▶ TO DO: Format every line of the data as a Markdown table with two columns, Row and Line, numbering the rows in order and omitting blank lines.

Extracted records:
---*---
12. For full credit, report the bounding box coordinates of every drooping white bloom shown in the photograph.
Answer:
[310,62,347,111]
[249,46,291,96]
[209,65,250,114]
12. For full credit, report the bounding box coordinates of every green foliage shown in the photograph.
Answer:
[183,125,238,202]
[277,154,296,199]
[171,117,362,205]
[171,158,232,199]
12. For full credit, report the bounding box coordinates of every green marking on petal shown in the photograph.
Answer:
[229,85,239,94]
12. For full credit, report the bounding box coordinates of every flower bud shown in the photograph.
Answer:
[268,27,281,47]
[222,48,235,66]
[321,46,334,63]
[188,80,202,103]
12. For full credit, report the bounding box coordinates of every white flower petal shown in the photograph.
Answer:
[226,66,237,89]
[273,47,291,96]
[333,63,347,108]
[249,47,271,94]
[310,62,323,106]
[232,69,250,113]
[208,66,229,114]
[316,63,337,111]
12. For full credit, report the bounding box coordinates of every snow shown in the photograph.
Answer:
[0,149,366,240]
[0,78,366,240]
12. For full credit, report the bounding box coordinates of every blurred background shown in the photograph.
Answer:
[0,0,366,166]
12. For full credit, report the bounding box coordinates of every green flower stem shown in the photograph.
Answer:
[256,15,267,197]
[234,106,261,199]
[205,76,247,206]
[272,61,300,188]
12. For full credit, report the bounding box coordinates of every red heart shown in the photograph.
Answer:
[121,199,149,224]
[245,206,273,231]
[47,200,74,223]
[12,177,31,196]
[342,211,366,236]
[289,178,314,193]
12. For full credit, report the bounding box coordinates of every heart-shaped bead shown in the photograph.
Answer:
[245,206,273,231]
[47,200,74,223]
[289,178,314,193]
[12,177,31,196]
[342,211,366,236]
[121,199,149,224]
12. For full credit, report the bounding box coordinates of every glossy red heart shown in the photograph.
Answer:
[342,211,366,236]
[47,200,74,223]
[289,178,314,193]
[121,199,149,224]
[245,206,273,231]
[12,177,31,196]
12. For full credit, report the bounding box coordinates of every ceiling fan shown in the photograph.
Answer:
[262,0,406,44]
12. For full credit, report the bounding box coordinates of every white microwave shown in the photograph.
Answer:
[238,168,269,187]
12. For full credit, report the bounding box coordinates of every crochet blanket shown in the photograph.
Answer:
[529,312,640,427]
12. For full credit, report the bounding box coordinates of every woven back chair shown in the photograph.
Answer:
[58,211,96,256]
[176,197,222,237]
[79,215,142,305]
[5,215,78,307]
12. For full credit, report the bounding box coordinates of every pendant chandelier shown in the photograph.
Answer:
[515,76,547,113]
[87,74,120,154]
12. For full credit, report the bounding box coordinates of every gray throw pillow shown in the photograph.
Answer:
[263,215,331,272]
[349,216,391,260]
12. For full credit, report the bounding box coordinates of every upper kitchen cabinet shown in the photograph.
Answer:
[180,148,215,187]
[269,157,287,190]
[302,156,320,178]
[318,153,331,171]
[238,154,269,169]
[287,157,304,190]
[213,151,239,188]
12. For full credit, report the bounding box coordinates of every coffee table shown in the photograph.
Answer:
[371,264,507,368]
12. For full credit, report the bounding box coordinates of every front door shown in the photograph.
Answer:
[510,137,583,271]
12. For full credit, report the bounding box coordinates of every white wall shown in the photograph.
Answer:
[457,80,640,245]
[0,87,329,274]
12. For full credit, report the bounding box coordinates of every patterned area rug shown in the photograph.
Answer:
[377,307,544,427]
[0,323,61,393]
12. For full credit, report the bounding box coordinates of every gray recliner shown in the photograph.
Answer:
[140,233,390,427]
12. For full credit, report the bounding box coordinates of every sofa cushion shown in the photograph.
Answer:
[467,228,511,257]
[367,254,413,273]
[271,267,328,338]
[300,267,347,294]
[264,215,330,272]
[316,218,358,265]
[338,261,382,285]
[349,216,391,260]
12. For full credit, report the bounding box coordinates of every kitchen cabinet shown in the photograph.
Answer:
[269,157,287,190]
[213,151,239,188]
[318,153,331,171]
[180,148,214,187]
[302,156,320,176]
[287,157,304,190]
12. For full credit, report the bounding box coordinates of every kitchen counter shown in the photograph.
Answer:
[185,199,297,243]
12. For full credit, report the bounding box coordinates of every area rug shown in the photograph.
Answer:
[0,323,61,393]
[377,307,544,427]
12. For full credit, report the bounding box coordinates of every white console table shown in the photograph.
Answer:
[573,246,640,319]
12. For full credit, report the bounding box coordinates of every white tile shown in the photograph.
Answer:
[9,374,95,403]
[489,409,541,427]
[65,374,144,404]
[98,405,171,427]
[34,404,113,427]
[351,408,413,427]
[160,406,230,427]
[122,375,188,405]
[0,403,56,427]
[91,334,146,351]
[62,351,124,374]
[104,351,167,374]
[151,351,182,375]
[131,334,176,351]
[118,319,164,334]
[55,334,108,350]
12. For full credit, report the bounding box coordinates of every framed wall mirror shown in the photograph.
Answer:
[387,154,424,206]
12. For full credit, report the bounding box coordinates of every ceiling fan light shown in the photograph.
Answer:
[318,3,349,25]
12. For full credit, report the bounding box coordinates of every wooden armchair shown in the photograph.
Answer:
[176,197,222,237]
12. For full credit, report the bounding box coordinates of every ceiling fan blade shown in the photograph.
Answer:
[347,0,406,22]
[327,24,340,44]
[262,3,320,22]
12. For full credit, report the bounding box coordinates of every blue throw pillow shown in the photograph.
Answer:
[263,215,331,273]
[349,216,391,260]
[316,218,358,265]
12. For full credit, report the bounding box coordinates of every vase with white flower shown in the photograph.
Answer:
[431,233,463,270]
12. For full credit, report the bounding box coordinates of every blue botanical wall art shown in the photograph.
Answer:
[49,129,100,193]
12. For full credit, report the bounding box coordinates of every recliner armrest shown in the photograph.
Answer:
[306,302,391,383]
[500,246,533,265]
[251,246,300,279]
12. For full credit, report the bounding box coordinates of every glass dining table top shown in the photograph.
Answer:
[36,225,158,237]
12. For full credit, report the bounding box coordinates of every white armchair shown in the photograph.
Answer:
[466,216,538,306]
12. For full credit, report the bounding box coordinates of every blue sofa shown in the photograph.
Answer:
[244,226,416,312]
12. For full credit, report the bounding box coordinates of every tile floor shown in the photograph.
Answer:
---*---
▶ OUTPUT BELOW:
| Row | Line |
|---|---|
| 1 | 12. For full credit, report the bounding box coordinates of every drooping white bloom shown in the photograph. |
| 2 | Answer: |
| 3 | [310,62,347,111] |
| 4 | [249,46,291,96] |
| 5 | [209,65,250,114] |
| 6 | 12. For full credit, report the bounding box coordinates of every green foliage shown in the photograph. |
| 7 | Answer: |
| 8 | [183,125,238,202] |
| 9 | [277,154,296,199] |
| 10 | [171,117,362,205] |
| 11 | [171,158,232,199] |
| 12 | 12. For full credit, report the bounding box coordinates of every green marking on petal shown in the photograph. |
| 13 | Answer: |
| 14 | [229,85,239,94] |
| 15 | 12. For full credit, report the bounding box coordinates of every flower bud shown in the photograph. |
| 16 | Answer: |
| 17 | [268,27,281,47] |
| 18 | [222,48,235,66] |
| 19 | [321,46,334,63] |
| 20 | [188,80,202,103] |
| 21 | 12. For full credit, report the bounding box coordinates of every white flower petal shown in the photograph. |
| 22 | Answer: |
| 23 | [226,66,237,89] |
| 24 | [273,47,291,96] |
| 25 | [333,63,347,108] |
| 26 | [249,47,271,94] |
| 27 | [310,62,323,106] |
| 28 | [232,69,250,113] |
| 29 | [208,66,229,114] |
| 30 | [316,63,337,111] |
| 31 | 12. For full credit, report the bounding box coordinates of every snow shown in the photograph. |
| 32 | Answer: |
| 33 | [0,149,366,240] |
| 34 | [0,78,366,240] |
| 35 | 12. For full credit, report the bounding box coordinates of every blurred background shown in the photograph. |
| 36 | Answer: |
| 37 | [0,0,366,166] |
| 38 | 12. For full credit, report the bounding box coordinates of every green flower stem shown in the photograph. |
| 39 | Answer: |
| 40 | [256,15,267,197] |
| 41 | [234,106,261,199] |
| 42 | [205,76,247,206] |
| 43 | [272,61,300,188] |
| 44 | 12. For full credit, report the bounding box coordinates of every red heart shown in the photograph. |
| 45 | Answer: |
| 46 | [121,199,149,224] |
| 47 | [245,206,273,231] |
| 48 | [47,200,74,223] |
| 49 | [12,177,31,196] |
| 50 | [342,211,366,236] |
| 51 | [289,178,314,193] |
| 52 | 12. For full credit, report the bounding box coordinates of every heart-shaped bead shown in the photograph. |
| 53 | Answer: |
| 54 | [245,206,273,231] |
| 55 | [47,200,74,223] |
| 56 | [289,178,314,193] |
| 57 | [12,177,31,196] |
| 58 | [342,211,366,236] |
| 59 | [121,199,149,224] |
| 60 | 12. For full credit, report the bounding box coordinates of every glossy red heart shown in the photograph. |
| 61 | Answer: |
| 62 | [342,211,366,236] |
| 63 | [47,200,74,223] |
| 64 | [289,178,314,193] |
| 65 | [121,199,149,224] |
| 66 | [245,206,273,231] |
| 67 | [12,177,31,196] |
| 68 | 12. For full credit, report the bounding box coordinates of every ceiling fan shown in the photograph. |
| 69 | Answer: |
| 70 | [262,0,406,44] |
| 71 | 12. For full credit, report the bounding box coordinates of every white microwave shown in the photograph. |
| 72 | Answer: |
| 73 | [238,168,269,187] |
| 74 | 12. For full credit, report the bounding box coordinates of every crochet blanket shown in the photograph. |
| 75 | Answer: |
| 76 | [529,312,640,427] |
| 77 | 12. For full credit, report the bounding box coordinates of every woven back chair shown in the photograph. |
| 78 | Answer: |
| 79 | [58,211,96,256] |
| 80 | [176,197,222,237] |
| 81 | [79,215,142,305] |
| 82 | [5,215,78,307] |
| 83 | 12. For full credit, report the bounding box coordinates of every pendant chandelier shown in the photograph. |
| 84 | Answer: |
| 85 | [515,76,547,113] |
| 86 | [87,74,120,154] |
| 87 | 12. For full credit, report the bounding box coordinates of every gray throw pillow shown in the photograph. |
| 88 | Answer: |
| 89 | [263,215,331,272] |
| 90 | [349,216,391,260] |
| 91 | 12. For full credit, report the bounding box coordinates of every upper kitchen cabinet shown in the photograph. |
| 92 | Answer: |
| 93 | [180,148,215,187] |
| 94 | [269,157,287,190] |
| 95 | [302,156,320,178] |
| 96 | [318,153,331,171] |
| 97 | [238,154,269,169] |
| 98 | [287,157,304,190] |
| 99 | [213,151,239,188] |
| 100 | 12. For full credit, report the bounding box coordinates of every coffee table shown in the photograph. |
| 101 | Answer: |
| 102 | [371,264,507,368] |
| 103 | 12. For full credit, report the bounding box coordinates of every front door shown in the photograph. |
| 104 | Answer: |
| 105 | [510,137,583,271] |
| 106 | 12. For full credit, report the bounding box coordinates of every white wall shown in the photograph. |
| 107 | Answer: |
| 108 | [457,80,640,245] |
| 109 | [0,87,329,274] |
| 110 | 12. For full credit, report the bounding box coordinates of every patterned area rug shown in the photograph. |
| 111 | Answer: |
| 112 | [377,307,544,427] |
| 113 | [0,323,61,393] |
| 114 | 12. For full credit, report the bounding box coordinates of every gray recliner shown in the photograph. |
| 115 | Answer: |
| 116 | [140,233,390,427] |
| 117 | 12. For full credit, report the bounding box coordinates of every sofa cushion shown in the photograph. |
| 118 | Answer: |
| 119 | [467,228,511,257] |
| 120 | [367,254,413,273] |
| 121 | [271,267,328,338] |
| 122 | [300,267,347,294] |
| 123 | [264,215,330,272] |
| 124 | [316,218,358,265] |
| 125 | [338,261,382,285] |
| 126 | [349,216,391,260] |
| 127 | 12. For full credit, report the bounding box coordinates of every kitchen cabinet shown in the photograph. |
| 128 | Answer: |
| 129 | [269,157,287,190] |
| 130 | [213,151,239,188] |
| 131 | [318,153,331,171] |
| 132 | [180,148,214,187] |
| 133 | [302,156,320,176] |
| 134 | [287,157,304,190] |
| 135 | 12. For full credit, report the bounding box coordinates of every kitchen counter shown in the photograph. |
| 136 | Answer: |
| 137 | [185,199,297,243] |
| 138 | 12. For full credit, report the bounding box coordinates of every area rug shown in the photograph. |
| 139 | Answer: |
| 140 | [0,323,61,393] |
| 141 | [377,307,544,427] |
| 142 | 12. For full credit, report the bounding box coordinates of every white console table shown in the photograph. |
| 143 | Answer: |
| 144 | [573,246,640,319] |
| 145 | 12. For full credit, report the bounding box coordinates of every white tile shown in the photograph. |
| 146 | Answer: |
| 147 | [9,374,95,403] |
| 148 | [489,409,541,427] |
| 149 | [65,374,144,404] |
| 150 | [98,405,171,427] |
| 151 | [34,404,113,427] |
| 152 | [351,408,413,427] |
| 153 | [160,406,230,427] |
| 154 | [122,375,188,405] |
| 155 | [0,403,56,427] |
| 156 | [91,334,146,351] |
| 157 | [62,351,124,374] |
| 158 | [104,351,167,374] |
| 159 | [151,351,182,375] |
| 160 | [131,334,176,351] |
| 161 | [118,319,164,334] |
| 162 | [55,334,108,350] |
| 163 | 12. For full credit, report the bounding box coordinates of every framed wall mirror shown in the photograph. |
| 164 | Answer: |
| 165 | [387,154,424,206] |
| 166 | 12. For full credit, report the bounding box coordinates of every ceiling fan light shown in the photograph. |
| 167 | Answer: |
| 168 | [318,3,349,25] |
| 169 | 12. For full credit, report the bounding box coordinates of every wooden armchair shown in the photograph. |
| 170 | Answer: |
| 171 | [176,197,222,237] |
| 172 | 12. For full credit, report the bounding box coordinates of every ceiling fan blade shown in the photograph. |
| 173 | Answer: |
| 174 | [347,0,406,22] |
| 175 | [327,24,340,44] |
| 176 | [262,3,320,22] |
| 177 | 12. For full credit, report the bounding box coordinates of every blue throw pillow shown in the photograph. |
| 178 | Answer: |
| 179 | [263,215,331,273] |
| 180 | [349,216,391,260] |
| 181 | [316,218,358,265] |
| 182 | 12. For full credit, report the bounding box coordinates of every vase with white flower shown in the photograph. |
| 183 | Answer: |
| 184 | [431,233,463,270] |
| 185 | 12. For full credit, report the bounding box coordinates of every blue botanical wall art shown in the photograph. |
| 186 | Answer: |
| 187 | [49,129,100,193] |
| 188 | 12. For full credit, report the bounding box coordinates of every recliner armrest shown in the photograph. |
| 189 | Answer: |
| 190 | [306,302,391,383] |
| 191 | [500,246,533,265] |
| 192 | [251,246,300,279] |
| 193 | 12. For full credit, report the bounding box coordinates of every glass dining table top shown in the photograph. |
| 194 | Answer: |
| 195 | [36,225,158,237] |
| 196 | 12. For full credit, report the bounding box coordinates of every white armchair shown in the photograph. |
| 197 | Answer: |
| 198 | [466,216,538,306] |
| 199 | 12. For full credit, report the bounding box coordinates of every blue sofa shown in the photograph. |
| 200 | Answer: |
| 201 | [244,226,416,312] |
| 202 | 12. For full credit, report the bounding box coordinates of every tile floor shown in the photograph. |
| 203 | Answer: |